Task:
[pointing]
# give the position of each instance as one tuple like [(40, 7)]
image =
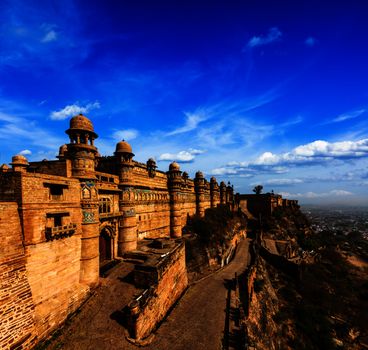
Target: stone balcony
[(58, 232), (104, 216)]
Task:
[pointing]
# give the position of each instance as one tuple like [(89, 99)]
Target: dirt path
[(197, 322)]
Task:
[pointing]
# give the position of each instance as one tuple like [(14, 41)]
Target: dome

·····

Task description. Retype the listing exactly. Pictures do not belong in the copy.

Result of the exercise.
Task:
[pointing]
# give the position of each instance as one tuple like [(40, 7)]
image =
Target: stone balcony
[(58, 232), (104, 216)]
Task:
[pointing]
# give the position of each instance as one tuple like [(89, 99)]
Target: dirt path
[(197, 322)]
Task:
[pointing]
# give the position of each instance as one tuple like [(14, 41)]
Target: dome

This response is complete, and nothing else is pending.